Article =
-- begin --

I\'ve been trying to find a reasonable way to test SparkSession
with the JUnit testing framework. While there seem to be good examples for SparkContext
I like to create a SparkSessionTestWrapper
trait that can be mixed in to test classes. Shankar's approach works, but it's prohibitively slow for test suites with multiple files.
import org.apache.spark.sql.SparkSession
trait SparkSessionTestWrapper {
lazy val spark: SparkSession = {
SparkSession.builder().master("local").appName("spark session").getOrCreate()
}
}
The trait can be used as follows:
class DatasetSpec extends FunSpec with SparkSessionTestWrapper {
import spark.implicits._
describe("#count") {
it("returns a count of all the rows in a DataFrame") {
val sourceDF = Seq(
("jets"),
("barcelona")
).toDF("team")
assert(sourceDF.count === 2)
}
}
}
Check the spark-spec project for a real-life example that uses the SparkSessionTestWrapper
approach.
Update
The spark-testing-base library automatically adds the SparkSession when certain traits are mixed in to the test class (e.g. when DataFrameSuiteBase
is mixed in, you'll have access to the SparkSession via the spark
variable).

-- end --

Dataset extract =
-- begin --

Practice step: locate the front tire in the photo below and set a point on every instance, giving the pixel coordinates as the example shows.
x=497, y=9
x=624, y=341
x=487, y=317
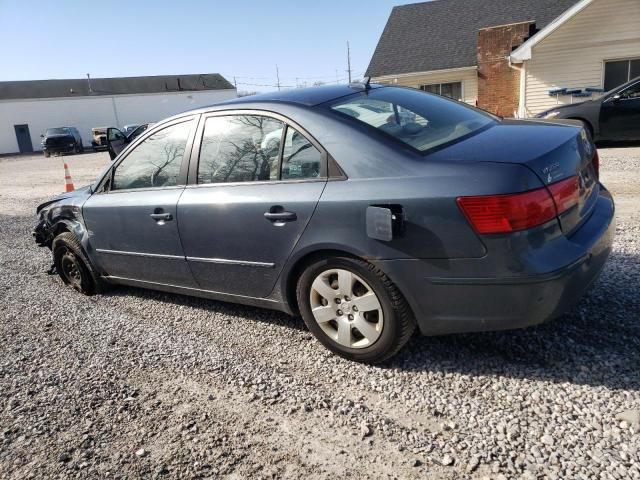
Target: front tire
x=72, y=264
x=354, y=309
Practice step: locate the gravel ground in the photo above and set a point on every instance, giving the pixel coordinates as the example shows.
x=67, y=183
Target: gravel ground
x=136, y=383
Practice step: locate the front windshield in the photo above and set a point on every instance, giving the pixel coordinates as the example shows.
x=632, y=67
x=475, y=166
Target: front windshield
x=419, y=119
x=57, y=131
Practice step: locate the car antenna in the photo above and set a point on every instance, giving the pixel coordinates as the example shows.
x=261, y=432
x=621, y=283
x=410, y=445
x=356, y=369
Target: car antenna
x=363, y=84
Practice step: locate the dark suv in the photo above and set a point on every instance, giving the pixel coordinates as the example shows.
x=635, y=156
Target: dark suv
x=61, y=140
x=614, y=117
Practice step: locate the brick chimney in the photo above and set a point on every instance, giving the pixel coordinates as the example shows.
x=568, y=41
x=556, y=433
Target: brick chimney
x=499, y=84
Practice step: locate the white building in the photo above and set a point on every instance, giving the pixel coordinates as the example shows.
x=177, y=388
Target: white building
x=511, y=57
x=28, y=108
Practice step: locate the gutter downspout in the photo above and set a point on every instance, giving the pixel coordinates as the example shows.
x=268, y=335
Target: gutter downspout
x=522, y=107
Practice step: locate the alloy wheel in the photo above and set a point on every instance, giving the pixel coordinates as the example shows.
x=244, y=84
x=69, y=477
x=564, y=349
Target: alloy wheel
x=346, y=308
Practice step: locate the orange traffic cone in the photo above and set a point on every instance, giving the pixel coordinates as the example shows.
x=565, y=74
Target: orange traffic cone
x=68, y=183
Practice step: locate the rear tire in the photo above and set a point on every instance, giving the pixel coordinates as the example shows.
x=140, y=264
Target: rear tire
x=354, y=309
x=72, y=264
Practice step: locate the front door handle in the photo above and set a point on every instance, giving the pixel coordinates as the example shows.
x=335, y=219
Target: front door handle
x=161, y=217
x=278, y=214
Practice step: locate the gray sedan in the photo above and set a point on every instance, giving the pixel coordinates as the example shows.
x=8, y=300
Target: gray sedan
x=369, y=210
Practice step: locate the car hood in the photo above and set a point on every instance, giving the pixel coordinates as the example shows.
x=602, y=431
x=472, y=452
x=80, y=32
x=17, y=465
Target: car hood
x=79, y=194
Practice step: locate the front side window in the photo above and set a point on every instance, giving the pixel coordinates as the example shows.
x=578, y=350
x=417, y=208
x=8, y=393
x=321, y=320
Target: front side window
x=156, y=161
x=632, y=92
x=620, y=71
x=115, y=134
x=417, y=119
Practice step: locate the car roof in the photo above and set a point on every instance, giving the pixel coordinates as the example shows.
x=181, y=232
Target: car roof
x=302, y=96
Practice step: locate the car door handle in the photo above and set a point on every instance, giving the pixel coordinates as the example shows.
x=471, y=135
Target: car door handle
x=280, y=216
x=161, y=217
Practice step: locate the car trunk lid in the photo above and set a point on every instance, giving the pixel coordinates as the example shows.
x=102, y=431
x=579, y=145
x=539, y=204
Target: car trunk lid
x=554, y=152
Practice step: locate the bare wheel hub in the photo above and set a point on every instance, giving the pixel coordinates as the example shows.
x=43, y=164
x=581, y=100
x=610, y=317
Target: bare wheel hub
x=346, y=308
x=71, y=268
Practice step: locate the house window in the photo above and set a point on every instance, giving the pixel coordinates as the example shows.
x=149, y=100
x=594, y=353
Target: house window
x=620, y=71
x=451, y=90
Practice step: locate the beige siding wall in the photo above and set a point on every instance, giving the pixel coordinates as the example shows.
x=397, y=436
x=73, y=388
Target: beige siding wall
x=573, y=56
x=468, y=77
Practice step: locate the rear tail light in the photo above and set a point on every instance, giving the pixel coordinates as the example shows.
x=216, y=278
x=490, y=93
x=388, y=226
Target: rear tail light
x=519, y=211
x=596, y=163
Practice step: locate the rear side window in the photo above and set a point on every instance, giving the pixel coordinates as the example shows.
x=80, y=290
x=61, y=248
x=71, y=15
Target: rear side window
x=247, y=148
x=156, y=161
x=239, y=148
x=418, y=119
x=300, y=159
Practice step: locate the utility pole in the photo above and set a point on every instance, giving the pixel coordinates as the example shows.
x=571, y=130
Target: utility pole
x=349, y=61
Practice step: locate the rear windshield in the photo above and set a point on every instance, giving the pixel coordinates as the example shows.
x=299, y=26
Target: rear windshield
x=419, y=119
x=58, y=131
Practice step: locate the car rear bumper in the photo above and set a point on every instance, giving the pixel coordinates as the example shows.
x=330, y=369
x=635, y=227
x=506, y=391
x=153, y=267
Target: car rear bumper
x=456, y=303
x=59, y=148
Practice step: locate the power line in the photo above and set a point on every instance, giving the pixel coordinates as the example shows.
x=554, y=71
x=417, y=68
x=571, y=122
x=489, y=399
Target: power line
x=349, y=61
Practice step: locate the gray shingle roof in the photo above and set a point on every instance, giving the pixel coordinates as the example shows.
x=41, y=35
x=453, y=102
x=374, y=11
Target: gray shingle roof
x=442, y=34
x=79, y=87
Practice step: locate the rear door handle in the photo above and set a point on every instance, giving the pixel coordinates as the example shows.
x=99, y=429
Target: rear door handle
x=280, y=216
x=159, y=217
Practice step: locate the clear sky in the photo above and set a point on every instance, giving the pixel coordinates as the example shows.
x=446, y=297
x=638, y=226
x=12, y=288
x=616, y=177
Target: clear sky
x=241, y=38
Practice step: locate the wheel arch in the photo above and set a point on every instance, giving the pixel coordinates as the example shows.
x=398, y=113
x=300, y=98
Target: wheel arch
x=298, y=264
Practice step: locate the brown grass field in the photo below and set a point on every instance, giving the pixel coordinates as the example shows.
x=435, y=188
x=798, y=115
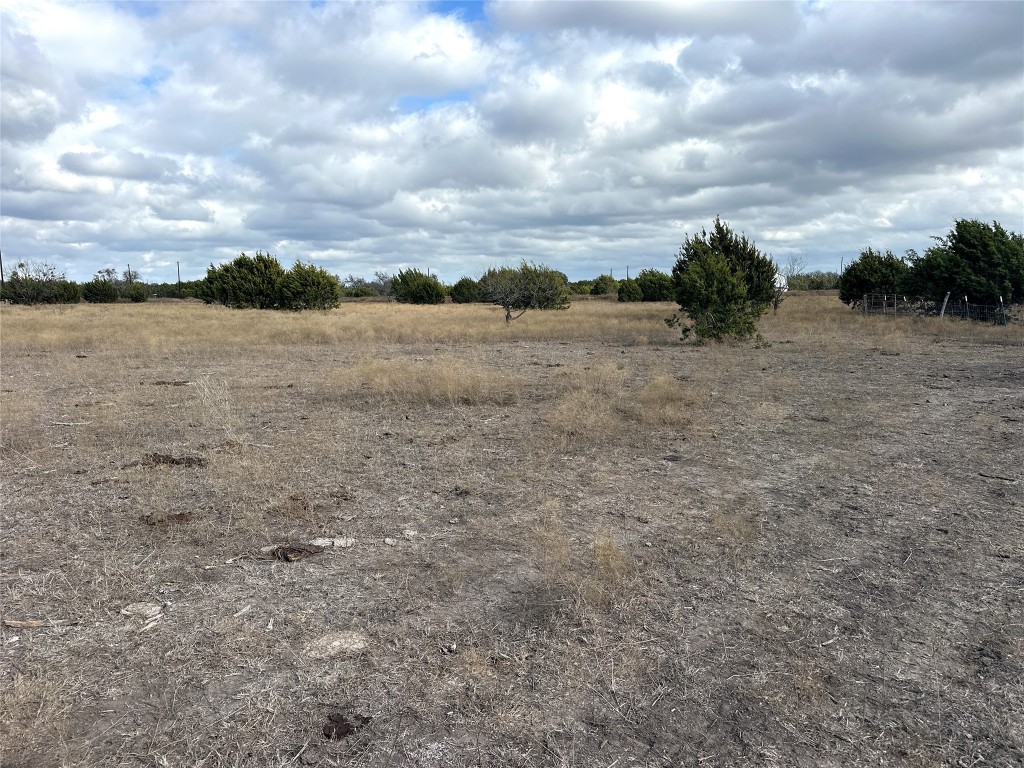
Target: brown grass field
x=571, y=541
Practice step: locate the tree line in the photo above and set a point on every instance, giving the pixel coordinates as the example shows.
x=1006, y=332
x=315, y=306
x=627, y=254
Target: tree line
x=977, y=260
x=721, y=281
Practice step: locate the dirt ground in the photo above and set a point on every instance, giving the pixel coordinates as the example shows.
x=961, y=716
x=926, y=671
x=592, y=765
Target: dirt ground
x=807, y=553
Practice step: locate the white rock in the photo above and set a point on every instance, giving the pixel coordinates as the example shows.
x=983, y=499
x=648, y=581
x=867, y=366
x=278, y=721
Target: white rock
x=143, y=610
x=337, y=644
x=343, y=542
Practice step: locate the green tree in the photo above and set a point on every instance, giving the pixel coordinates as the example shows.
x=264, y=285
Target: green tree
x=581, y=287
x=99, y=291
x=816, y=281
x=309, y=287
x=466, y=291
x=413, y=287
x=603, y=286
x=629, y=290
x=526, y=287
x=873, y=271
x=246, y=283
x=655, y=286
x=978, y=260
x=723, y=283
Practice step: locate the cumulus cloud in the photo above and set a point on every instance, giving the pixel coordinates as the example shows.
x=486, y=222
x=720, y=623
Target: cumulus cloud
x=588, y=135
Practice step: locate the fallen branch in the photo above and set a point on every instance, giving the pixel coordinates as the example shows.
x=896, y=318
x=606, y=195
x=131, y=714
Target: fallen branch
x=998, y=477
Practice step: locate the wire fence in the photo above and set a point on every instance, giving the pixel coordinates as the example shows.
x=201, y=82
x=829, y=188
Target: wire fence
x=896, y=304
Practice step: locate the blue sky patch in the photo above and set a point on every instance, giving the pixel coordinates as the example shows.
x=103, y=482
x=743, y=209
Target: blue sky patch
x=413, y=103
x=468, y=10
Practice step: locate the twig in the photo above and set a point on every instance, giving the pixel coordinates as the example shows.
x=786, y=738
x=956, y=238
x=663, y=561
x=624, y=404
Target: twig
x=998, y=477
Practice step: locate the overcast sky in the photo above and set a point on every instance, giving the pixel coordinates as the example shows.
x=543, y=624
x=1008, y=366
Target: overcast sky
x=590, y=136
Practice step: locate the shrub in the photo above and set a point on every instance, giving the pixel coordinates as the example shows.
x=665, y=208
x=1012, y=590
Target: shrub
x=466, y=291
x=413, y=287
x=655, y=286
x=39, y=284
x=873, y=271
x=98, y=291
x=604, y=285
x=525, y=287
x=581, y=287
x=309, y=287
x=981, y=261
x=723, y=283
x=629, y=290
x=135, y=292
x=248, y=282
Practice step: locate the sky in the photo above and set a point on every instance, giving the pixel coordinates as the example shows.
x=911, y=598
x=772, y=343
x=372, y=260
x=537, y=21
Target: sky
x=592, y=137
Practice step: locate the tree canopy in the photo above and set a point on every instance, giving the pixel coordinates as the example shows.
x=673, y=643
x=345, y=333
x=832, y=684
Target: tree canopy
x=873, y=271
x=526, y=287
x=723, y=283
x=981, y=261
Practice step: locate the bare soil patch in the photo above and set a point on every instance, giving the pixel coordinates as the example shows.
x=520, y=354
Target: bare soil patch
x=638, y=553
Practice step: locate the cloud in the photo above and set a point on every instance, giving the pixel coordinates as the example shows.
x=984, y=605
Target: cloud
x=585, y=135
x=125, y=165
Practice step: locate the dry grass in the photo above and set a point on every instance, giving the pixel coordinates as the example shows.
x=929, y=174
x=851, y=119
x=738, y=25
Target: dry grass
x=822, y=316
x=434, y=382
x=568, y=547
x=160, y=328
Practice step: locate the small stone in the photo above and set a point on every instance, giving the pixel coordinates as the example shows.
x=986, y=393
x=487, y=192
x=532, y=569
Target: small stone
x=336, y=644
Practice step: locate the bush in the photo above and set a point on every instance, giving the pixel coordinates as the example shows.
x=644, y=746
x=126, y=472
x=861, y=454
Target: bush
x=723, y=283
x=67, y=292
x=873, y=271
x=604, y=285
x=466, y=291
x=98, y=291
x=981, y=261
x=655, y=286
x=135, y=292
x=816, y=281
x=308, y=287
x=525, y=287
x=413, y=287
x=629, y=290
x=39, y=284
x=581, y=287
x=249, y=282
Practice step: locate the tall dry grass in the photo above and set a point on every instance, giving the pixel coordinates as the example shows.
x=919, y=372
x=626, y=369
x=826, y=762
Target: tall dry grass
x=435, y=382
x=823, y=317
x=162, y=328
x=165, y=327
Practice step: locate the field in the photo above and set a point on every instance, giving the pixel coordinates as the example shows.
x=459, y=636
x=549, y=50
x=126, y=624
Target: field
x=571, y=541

-- end --

What you will do =
• 1. Rewrite the SparkSession testing post from "I\'ve been trying" through "with multiple files.", changing "JUnit" to "ScalaTest".
• 2. Extend the SparkSession testing post beyond its last sentence.
The material is separate from the SparkSession testing post.

Results of the tasks =
• 1.
I\'ve been trying to find a reasonable way to test SparkSession
with the ScalaTest testing framework. While there seem to be good examples for SparkContext
I like to create a SparkSessionTestWrapper
trait that can be mixed in to test classes. Shankar's approach works, but it's prohibitively slow for test suites with multiple files.

• 2.
I created a separate testing library called spark-fast-tests to give the users full control of the SparkSession when running their tests. I don't think a test helper library should set the SparkSession. Users should be able to start and stop their SparkSession as they see fit (I like to create one SparkSession and use it throughout the test suite run).
Here's an example of the spark-fast-tests assertSmallDatasetEquality
method in action:
import com.github.mrpowers.spark.fast.tests.DatasetComparer
class DatasetSpec extends FunSpec with SparkSessionTestWrapper with DatasetComparer {
import spark.implicits._
it("aliases a DataFrame") {
val sourceDF = Seq(
("jose"),
("li"),
("luisa")
).toDF("name")
val actualDF = sourceDF.select(col("name").alias("student"))
val expectedDF = Seq(
("jose"),
("li"),
("luisa")
).toDF("student")
assertSmallDatasetEquality(actualDF, expectedDF)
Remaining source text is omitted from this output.